Objective ▸
Rewrite the lines below as a JSON list of strings, one string per line, omitting any blank lines and leaving the pictures out.

Exercise materials ▸

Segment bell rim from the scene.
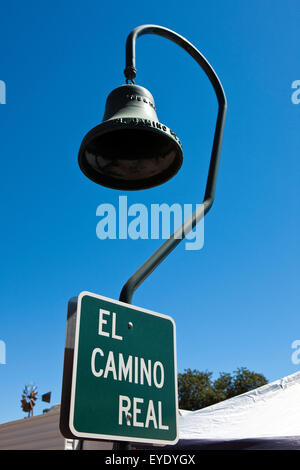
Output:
[78,118,183,191]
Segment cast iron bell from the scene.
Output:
[78,84,182,190]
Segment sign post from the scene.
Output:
[61,292,178,444]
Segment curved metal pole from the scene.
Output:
[120,25,227,304]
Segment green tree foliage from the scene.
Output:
[178,367,268,410]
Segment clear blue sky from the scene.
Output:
[0,0,300,422]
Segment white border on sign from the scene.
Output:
[69,291,179,444]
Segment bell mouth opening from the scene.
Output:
[79,128,182,190]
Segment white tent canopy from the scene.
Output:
[179,372,300,445]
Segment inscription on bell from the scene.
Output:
[126,95,155,109]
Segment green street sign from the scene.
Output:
[64,292,178,444]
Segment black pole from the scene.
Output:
[120,25,227,304]
[117,25,227,450]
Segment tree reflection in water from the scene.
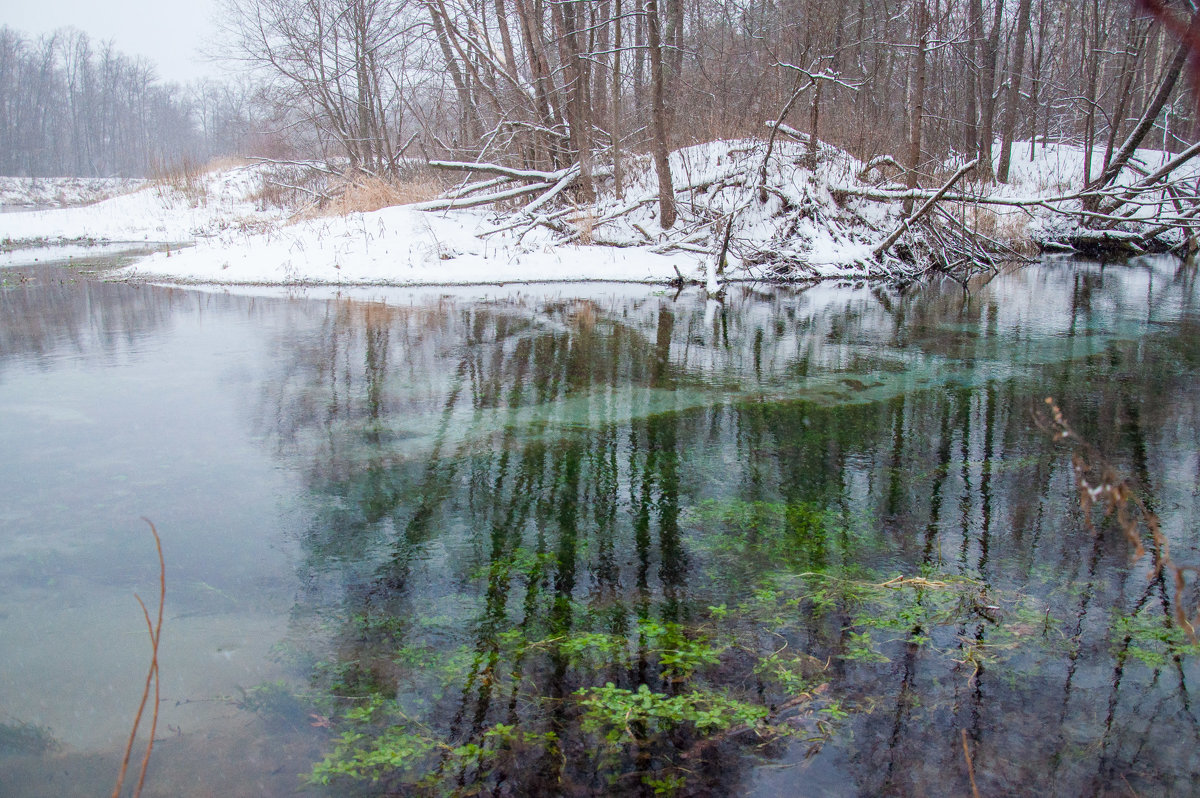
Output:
[262,260,1200,794]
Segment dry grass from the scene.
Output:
[571,208,596,246]
[150,156,248,208]
[150,158,209,206]
[290,169,445,218]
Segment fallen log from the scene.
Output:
[871,158,979,259]
[430,161,577,184]
[409,182,554,210]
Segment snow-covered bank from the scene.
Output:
[0,166,282,245]
[0,138,1196,286]
[0,176,145,211]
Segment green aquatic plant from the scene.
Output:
[0,720,62,755]
[575,682,770,744]
[1109,613,1200,668]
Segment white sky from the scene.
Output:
[0,0,222,83]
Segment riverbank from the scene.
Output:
[0,139,1194,286]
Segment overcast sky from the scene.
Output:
[0,0,223,82]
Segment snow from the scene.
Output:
[0,136,1196,289]
[0,176,145,210]
[0,166,282,242]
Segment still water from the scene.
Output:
[0,258,1200,796]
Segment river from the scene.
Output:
[0,258,1200,796]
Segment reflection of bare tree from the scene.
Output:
[0,269,181,370]
[238,266,1200,794]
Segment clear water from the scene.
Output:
[0,259,1200,796]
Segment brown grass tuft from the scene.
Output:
[299,170,444,218]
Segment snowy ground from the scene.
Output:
[0,178,145,211]
[0,138,1180,286]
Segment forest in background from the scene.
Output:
[0,0,1193,188]
[0,26,265,178]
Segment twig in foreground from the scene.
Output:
[113,518,167,798]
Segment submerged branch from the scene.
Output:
[113,518,167,798]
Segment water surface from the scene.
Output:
[0,259,1200,796]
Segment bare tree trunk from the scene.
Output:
[996,0,1033,182]
[551,0,595,202]
[962,0,984,154]
[904,0,929,216]
[642,0,676,230]
[978,0,1004,181]
[1094,37,1188,186]
[608,0,625,197]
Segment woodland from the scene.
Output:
[0,0,1200,276]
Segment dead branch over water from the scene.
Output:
[1033,396,1200,643]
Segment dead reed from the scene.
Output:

Full response ▸
[
  "Segment bell rim from the scene.",
  "Output:",
  "[78,118,183,191]",
  "Segment cast iron bell from the scene.",
  "Output:",
  "[78,84,182,190]",
  "Segment sign post from the scene.",
  "Output:",
  "[61,292,178,444]",
  "Segment curved metal pole from the scene.",
  "Output:",
  "[120,25,227,304]",
  "Segment green tree foliage from the scene.",
  "Output:",
  "[178,367,268,410]",
  "Segment clear blue sky from the scene.",
  "Output:",
  "[0,0,300,422]",
  "Segment white border on sign from the scene.",
  "Output:",
  "[69,291,179,444]",
  "Segment bell mouth opening from the scene.",
  "Output:",
  "[79,128,182,190]",
  "Segment white tent canopy from the scene.",
  "Output:",
  "[179,372,300,445]",
  "Segment inscription on bell from the scene.",
  "Output:",
  "[126,95,155,109]",
  "Segment green street sign from the scene.",
  "Output:",
  "[64,292,178,444]",
  "Segment black pole from the scene.",
  "Output:",
  "[120,25,227,304]",
  "[117,25,227,450]",
  "Segment tree reflection in water from the scene.",
  "Output:",
  "[262,260,1200,794]",
  "Segment dry grass from the scene.",
  "Output:",
  "[571,208,596,246]",
  "[150,156,248,208]",
  "[150,158,209,206]",
  "[290,169,445,218]",
  "Segment fallen log from the scene.",
  "Output:",
  "[871,158,979,259]",
  "[430,161,577,184]",
  "[409,182,554,210]",
  "Segment snow-covered bank from the scene.",
  "Output:",
  "[0,166,282,245]",
  "[0,138,1196,286]",
  "[0,176,145,211]",
  "Segment green aquatic plant from the scene.",
  "Output:",
  "[0,720,62,755]",
  "[575,682,770,744]",
  "[1109,613,1200,668]",
  "Segment white sky from the scene.",
  "Output:",
  "[0,0,222,83]",
  "Segment riverbank from the scene.",
  "Output:",
  "[0,139,1194,286]",
  "Segment overcast sky from the scene.",
  "Output:",
  "[0,0,223,82]",
  "Segment snow from the scene.",
  "Output:",
  "[0,136,1196,289]",
  "[0,176,145,210]",
  "[0,166,282,242]",
  "Segment still water from the scene.",
  "Output:",
  "[0,258,1200,796]",
  "Segment river from the scene.",
  "Output:",
  "[0,258,1200,796]",
  "Segment reflection of bare tree from the scene.",
  "Output:",
  "[0,269,181,370]",
  "[238,266,1200,794]",
  "Segment clear water from the scene.",
  "Output:",
  "[0,259,1200,796]",
  "Segment brown grass tuft from the scene.",
  "Output:",
  "[299,170,444,218]",
  "Segment snowy ground from the scene.",
  "Output:",
  "[0,178,145,211]",
  "[0,138,1180,286]",
  "Segment forest in background from the scene.",
  "Output:",
  "[0,0,1193,188]",
  "[0,26,265,178]",
  "Segment twig in foreground from the scene.",
  "Output:",
  "[113,518,167,798]",
  "Segment submerged branch from the scene.",
  "Output:",
  "[113,518,167,798]",
  "Segment water surface from the scene.",
  "Output:",
  "[0,259,1200,796]",
  "Segment bare tree trunk from the scene.",
  "Output:",
  "[996,0,1033,182]",
  "[551,0,595,202]",
  "[962,0,984,154]",
  "[904,0,929,216]",
  "[642,0,676,230]",
  "[978,0,1004,181]",
  "[1094,37,1188,186]",
  "[608,0,625,197]",
  "Segment woodland from the scene.",
  "Output:",
  "[0,0,1200,276]",
  "Segment dead branch over water from the scene.",
  "Output:",
  "[1033,396,1200,643]",
  "Segment dead reed from the scene.",
  "Output:"
]